## Given records
- - -

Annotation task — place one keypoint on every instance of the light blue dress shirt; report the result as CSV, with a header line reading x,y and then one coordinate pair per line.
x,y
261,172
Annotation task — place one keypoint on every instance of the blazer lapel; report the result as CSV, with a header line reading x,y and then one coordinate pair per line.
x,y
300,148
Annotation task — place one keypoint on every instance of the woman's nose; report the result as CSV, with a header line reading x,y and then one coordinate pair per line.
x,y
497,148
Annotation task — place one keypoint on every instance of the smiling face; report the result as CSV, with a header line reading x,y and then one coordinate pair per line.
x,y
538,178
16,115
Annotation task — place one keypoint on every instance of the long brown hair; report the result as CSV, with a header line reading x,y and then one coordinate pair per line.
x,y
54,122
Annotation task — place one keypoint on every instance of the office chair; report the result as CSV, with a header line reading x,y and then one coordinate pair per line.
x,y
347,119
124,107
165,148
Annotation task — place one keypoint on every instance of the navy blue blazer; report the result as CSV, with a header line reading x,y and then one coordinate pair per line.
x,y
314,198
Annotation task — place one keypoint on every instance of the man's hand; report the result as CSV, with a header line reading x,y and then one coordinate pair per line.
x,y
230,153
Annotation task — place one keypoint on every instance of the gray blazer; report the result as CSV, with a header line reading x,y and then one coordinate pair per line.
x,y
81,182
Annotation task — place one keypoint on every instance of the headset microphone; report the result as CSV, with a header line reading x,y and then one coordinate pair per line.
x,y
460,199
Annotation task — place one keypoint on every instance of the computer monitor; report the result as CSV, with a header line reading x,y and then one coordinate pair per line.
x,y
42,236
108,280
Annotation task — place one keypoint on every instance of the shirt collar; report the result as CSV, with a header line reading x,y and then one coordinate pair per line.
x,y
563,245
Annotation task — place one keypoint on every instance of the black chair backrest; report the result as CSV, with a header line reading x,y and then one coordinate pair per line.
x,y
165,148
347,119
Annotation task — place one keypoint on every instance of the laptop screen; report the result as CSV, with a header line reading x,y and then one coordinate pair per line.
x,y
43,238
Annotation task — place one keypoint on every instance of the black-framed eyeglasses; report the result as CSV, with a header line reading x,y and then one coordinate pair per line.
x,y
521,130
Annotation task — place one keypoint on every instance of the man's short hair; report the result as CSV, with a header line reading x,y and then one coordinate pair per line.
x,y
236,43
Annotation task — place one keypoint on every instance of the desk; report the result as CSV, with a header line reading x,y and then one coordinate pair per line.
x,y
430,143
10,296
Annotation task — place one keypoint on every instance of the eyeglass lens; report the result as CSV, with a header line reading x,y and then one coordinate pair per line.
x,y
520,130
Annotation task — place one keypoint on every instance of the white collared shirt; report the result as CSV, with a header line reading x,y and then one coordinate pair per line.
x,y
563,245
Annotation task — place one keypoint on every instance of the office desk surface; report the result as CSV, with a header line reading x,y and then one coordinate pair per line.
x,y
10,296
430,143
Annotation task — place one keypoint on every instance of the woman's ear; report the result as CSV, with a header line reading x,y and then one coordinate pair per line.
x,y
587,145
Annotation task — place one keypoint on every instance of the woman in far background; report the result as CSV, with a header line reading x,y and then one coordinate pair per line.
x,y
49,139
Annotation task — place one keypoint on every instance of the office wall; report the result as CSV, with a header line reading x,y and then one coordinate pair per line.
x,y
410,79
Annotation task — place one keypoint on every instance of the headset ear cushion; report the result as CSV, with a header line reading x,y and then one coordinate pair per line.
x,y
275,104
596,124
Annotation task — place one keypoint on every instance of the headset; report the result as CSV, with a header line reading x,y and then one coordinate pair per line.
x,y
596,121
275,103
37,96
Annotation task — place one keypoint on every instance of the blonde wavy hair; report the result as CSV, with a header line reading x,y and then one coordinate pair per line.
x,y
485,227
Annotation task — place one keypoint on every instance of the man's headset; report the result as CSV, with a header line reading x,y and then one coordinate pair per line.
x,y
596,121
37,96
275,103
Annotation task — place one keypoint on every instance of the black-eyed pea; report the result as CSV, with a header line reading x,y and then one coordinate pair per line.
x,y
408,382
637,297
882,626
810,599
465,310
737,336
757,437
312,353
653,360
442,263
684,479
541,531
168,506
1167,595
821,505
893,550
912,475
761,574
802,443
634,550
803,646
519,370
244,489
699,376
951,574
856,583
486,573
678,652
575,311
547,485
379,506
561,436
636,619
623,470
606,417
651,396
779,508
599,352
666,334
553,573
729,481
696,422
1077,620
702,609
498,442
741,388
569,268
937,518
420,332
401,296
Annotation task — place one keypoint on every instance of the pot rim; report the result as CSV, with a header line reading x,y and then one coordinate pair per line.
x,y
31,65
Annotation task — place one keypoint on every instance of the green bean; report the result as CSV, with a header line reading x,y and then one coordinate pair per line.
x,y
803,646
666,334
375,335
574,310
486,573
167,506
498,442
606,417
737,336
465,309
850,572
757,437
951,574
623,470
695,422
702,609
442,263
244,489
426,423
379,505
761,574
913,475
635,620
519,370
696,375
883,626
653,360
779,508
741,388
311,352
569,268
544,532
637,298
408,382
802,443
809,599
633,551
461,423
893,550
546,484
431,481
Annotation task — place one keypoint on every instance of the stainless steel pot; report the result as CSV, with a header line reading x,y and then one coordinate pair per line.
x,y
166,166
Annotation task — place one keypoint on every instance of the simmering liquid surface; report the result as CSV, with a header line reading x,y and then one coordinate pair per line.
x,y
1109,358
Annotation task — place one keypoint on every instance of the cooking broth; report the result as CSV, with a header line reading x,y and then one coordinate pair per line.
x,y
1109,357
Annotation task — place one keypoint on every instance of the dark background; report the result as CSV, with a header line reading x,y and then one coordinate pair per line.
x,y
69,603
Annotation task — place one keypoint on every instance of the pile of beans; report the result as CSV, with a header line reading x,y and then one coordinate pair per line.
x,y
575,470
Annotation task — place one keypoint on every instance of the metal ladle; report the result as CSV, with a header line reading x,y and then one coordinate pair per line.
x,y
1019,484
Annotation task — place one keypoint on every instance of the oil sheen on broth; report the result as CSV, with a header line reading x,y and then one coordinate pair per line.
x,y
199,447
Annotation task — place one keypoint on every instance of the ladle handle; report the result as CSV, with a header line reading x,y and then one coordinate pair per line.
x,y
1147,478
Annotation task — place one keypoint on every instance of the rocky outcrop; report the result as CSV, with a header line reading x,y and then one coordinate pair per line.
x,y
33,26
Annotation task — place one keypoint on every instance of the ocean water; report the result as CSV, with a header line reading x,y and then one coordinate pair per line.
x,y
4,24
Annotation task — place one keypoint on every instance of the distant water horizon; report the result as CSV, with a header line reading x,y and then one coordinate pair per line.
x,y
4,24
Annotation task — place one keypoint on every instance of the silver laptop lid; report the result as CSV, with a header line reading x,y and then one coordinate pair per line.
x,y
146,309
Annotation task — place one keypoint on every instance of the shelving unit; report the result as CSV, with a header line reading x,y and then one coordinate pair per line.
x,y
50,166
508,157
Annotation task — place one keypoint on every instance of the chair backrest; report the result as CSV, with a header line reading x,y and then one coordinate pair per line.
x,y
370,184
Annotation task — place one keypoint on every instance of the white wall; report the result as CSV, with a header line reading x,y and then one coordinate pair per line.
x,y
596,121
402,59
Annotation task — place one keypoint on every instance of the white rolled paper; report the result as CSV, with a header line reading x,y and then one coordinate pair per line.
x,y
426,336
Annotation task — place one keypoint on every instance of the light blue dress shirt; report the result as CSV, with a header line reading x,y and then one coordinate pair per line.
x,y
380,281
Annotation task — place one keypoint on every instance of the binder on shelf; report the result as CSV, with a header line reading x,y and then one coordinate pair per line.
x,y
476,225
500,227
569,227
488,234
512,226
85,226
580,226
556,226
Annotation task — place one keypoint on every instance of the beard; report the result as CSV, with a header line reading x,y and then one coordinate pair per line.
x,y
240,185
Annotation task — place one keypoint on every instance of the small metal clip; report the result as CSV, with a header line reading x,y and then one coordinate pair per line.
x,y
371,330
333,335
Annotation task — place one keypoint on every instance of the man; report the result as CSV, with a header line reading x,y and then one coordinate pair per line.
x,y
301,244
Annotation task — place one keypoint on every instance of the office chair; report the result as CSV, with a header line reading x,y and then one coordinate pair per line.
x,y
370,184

- - -

Find where "of the beard;" occurs in the data, and please write out that line through the last line exactly, with nothing else.

Annotation task — place one keypoint on every instance of the beard; report the result as CSV, with a header line reading x,y and then one coordinate pair per line.
x,y
240,185
Annotation task — place one keypoint on every instance of the small metal clip; report the result as CSV, with a header line reading x,y and then one coordinate pair per line.
x,y
371,330
333,335
Annotation task — place one keypoint on every instance of the man; report the result as CSV, with a header line reading x,y and then one coordinate pair per line.
x,y
301,244
Annotation task — place one keypoint on every instance of the office chair; report the result as CSV, with a header line reading x,y and then one coordinate pair per line.
x,y
370,184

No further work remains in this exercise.